**PROBLEM REQUIREMENTS**.
You are to retype all of the data exactly as it appears.

**RECORDS TO USE**.
_ _ _ _

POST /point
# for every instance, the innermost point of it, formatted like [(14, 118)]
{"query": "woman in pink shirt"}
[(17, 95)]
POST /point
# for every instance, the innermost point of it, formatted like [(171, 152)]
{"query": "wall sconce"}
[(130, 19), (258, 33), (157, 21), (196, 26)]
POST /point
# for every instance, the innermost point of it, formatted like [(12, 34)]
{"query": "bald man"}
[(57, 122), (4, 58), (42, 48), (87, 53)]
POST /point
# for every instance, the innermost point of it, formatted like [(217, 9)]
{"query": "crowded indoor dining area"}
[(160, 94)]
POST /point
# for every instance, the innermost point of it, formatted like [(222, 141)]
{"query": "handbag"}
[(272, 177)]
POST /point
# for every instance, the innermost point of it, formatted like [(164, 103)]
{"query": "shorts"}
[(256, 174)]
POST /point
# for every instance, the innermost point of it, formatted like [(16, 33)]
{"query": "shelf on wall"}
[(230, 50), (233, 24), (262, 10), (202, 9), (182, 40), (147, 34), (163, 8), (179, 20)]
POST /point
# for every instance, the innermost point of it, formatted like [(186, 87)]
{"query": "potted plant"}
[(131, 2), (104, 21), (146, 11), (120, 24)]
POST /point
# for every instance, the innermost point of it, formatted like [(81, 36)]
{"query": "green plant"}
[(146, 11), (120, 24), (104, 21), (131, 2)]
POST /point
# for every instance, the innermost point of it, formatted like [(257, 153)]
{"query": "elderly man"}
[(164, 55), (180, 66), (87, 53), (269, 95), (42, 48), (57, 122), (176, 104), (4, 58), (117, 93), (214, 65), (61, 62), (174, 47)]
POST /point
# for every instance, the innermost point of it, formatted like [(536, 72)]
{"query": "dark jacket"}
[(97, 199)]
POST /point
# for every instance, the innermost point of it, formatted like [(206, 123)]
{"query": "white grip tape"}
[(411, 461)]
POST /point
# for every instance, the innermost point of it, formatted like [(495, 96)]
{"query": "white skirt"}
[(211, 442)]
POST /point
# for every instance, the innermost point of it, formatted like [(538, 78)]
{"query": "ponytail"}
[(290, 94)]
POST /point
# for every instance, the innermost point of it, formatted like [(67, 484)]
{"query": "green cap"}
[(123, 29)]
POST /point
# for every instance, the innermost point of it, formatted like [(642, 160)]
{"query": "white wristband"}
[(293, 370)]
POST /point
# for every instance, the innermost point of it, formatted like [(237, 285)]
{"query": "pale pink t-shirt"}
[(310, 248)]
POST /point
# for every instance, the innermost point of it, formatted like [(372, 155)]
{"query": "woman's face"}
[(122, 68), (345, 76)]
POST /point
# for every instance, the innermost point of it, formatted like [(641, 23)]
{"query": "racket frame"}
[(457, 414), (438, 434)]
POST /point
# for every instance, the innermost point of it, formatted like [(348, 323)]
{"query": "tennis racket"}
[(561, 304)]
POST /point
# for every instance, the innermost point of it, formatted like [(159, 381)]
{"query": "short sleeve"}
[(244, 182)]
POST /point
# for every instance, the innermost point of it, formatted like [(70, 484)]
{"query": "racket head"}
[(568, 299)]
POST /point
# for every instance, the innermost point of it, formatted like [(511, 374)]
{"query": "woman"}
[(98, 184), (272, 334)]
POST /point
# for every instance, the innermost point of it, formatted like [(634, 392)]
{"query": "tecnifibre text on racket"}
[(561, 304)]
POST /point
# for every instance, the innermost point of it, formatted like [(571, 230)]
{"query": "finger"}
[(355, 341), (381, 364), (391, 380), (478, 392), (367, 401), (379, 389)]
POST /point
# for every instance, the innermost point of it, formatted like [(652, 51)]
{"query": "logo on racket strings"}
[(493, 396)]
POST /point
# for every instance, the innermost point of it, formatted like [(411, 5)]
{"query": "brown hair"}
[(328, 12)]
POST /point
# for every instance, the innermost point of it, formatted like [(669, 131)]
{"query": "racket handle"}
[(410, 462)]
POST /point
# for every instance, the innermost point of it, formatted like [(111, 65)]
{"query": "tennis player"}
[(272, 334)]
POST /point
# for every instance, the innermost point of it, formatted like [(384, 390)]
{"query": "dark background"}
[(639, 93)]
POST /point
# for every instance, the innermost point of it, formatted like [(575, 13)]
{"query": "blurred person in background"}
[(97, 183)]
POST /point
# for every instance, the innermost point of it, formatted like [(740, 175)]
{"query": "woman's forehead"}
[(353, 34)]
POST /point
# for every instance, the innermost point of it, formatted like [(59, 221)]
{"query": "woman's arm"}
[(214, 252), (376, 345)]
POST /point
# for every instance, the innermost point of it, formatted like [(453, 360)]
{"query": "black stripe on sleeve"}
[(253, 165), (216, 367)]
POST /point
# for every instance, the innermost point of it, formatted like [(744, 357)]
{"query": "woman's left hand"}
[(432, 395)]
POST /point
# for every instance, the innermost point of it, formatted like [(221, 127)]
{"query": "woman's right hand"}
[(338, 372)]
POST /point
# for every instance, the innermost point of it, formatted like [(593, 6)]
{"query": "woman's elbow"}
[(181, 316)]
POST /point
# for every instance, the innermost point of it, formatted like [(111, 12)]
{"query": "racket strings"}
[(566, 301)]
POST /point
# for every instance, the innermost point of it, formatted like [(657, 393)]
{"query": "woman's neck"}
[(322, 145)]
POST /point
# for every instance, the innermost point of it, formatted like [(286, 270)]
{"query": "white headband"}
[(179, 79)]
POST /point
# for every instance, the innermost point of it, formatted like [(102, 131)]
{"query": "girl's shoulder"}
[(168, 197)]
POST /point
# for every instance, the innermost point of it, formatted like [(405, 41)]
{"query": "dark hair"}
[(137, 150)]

_ _ _ _

**COMPLETED TASK**.
POST /point
# for every instance, the innermost point of it, formatted like [(14, 118)]
{"query": "woman in pink shirt"}
[(17, 95)]
POST /point
# for every instance, the innermost point of it, formatted like [(171, 152)]
{"query": "wall sconce"}
[(130, 19), (258, 33), (157, 21), (196, 26)]
POST /point
# for every instance, the innermost point of it, formatted like [(12, 34)]
{"query": "bald man"}
[(57, 122), (4, 58), (42, 48), (87, 53)]
POST /point
# for every instance, the innermost point of it, formatted like [(217, 9)]
{"query": "crowded indoor dining area"}
[(160, 94)]
POST /point
# for every instance, the innermost point of it, formatted like [(222, 141)]
{"query": "handbag"}
[(272, 177)]
POST /point
# for every instance, the innermost point of it, formatted like [(164, 103)]
{"query": "shorts"}
[(256, 174)]
POST /point
# for every instance, the innermost point of it, formatted like [(16, 33)]
{"query": "shelf on wall"}
[(230, 50), (233, 24), (262, 10), (202, 9), (182, 40), (147, 34), (163, 8), (179, 20)]
POST /point
# for every instance, the innermost point of it, formatted like [(186, 87)]
{"query": "potted plant"}
[(131, 2), (104, 21), (146, 11), (120, 24)]
POST /point
# for every instance, the innermost point of it, formatted like [(81, 36)]
{"query": "green plant"}
[(146, 11), (120, 24), (104, 21), (131, 2)]
POST /point
# for every instance, the innermost point of it, formatted like [(257, 153)]
{"query": "elderly man"}
[(164, 55), (180, 66), (87, 53), (269, 95), (42, 48), (57, 122), (176, 104), (4, 58), (117, 93), (214, 65), (61, 62), (174, 47)]
POST /point
# for every instance, the innermost point of it, formatted like [(536, 72)]
{"query": "dark jacket"}
[(97, 199)]
POST /point
# for every instance, the innermost point of it, formatted like [(206, 123)]
{"query": "white grip tape"}
[(411, 461)]
POST /point
# for every instance, the innermost point of it, formatted like [(495, 96)]
{"query": "white skirt"}
[(211, 442)]
POST /point
# for every instance, the innermost point of it, formatted like [(538, 78)]
{"query": "ponytail"}
[(290, 94)]
POST /point
# for every instance, the innermost point of it, formatted like [(67, 484)]
{"query": "green cap"}
[(123, 29)]
POST /point
# for every instance, the innermost point of it, formatted like [(642, 160)]
{"query": "white wristband"}
[(293, 370)]
POST /point
# for every instance, the innermost point of it, formatted like [(237, 285)]
{"query": "pale pink t-shirt"}
[(310, 248)]
POST /point
# for every instance, the innermost point of it, formatted like [(372, 155)]
{"query": "woman's face"}
[(122, 68), (345, 76)]
POST /point
# for every instance, the innermost point of it, formatted like [(641, 23)]
{"query": "racket frame"}
[(457, 414), (438, 434)]
POST /point
# for every instance, the innermost point of it, formatted like [(348, 323)]
{"query": "tennis racket"}
[(561, 304)]
POST /point
# for every instance, the innermost point of it, formatted like [(159, 381)]
{"query": "short sleeve"}
[(244, 182)]
POST /point
# for every instance, the innermost point of it, formatted like [(70, 484)]
{"query": "racket head"}
[(568, 299)]
POST /point
# for every instance, the innermost point of it, formatted like [(511, 374)]
{"query": "woman"}
[(98, 184), (272, 334)]
POST /point
# for every instance, the innermost point of it, formatted like [(634, 392)]
{"query": "tecnifibre text on racket"}
[(561, 304)]
POST /point
# for every instance, the innermost point of it, formatted like [(571, 230)]
{"query": "finger"}
[(355, 341), (381, 364), (391, 380), (478, 392), (367, 401), (379, 389)]
POST /point
# for every instance, the innermost point of it, formatted like [(652, 51)]
{"query": "logo on racket strings"}
[(493, 396)]
POST /point
# for every instance, the innermost point of it, formatted like [(411, 5)]
{"query": "brown hair"}
[(328, 12)]
POST /point
# for every instance, the innermost point of it, formatted like [(669, 131)]
{"query": "racket handle"}
[(410, 462)]
POST /point
# for every instance, the innermost point of it, formatted like [(111, 65)]
{"query": "tennis player"}
[(272, 334)]
POST /point
# for every instance, the innermost point of it, formatted like [(384, 390)]
{"query": "dark background"}
[(639, 93)]
POST /point
# for every instance, the innermost point of it, formatted like [(575, 13)]
{"query": "blurred person in background"}
[(97, 183)]
POST /point
# for every instance, the innermost point of it, formatted like [(740, 175)]
{"query": "woman's forehead"}
[(353, 34)]
POST /point
# for every instance, the innermost point of it, formatted like [(59, 221)]
{"query": "woman's arm"}
[(214, 252), (376, 345)]
POST /point
# for every instance, the innermost point of it, formatted like [(453, 360)]
{"query": "black stripe on sleeve"}
[(253, 165), (216, 367)]
POST /point
# for every instance, the innermost point of it, formatted like [(744, 357)]
{"query": "woman's left hand"}
[(432, 395)]
POST /point
# for every instance, the innermost point of it, formatted like [(221, 127)]
{"query": "woman's right hand"}
[(338, 372)]
POST /point
# for every instance, the innermost point of it, formatted like [(593, 6)]
{"query": "woman's elbow"}
[(181, 316)]
POST /point
# for every instance, the innermost point of it, formatted like [(111, 12)]
{"query": "racket strings"}
[(566, 301)]
POST /point
# for every instance, the innermost point of it, formatted like [(657, 393)]
{"query": "woman's neck"}
[(322, 145)]
POST /point
# for every instance, the innermost point of it, formatted like [(286, 270)]
{"query": "white headband"}
[(179, 79)]
POST /point
# for every instance, the innermost point of it, formatted like [(102, 131)]
{"query": "girl's shoulder"}
[(168, 197)]
POST /point
# for every instance, the innermost point of it, formatted like [(405, 41)]
{"query": "dark hair"}
[(137, 150)]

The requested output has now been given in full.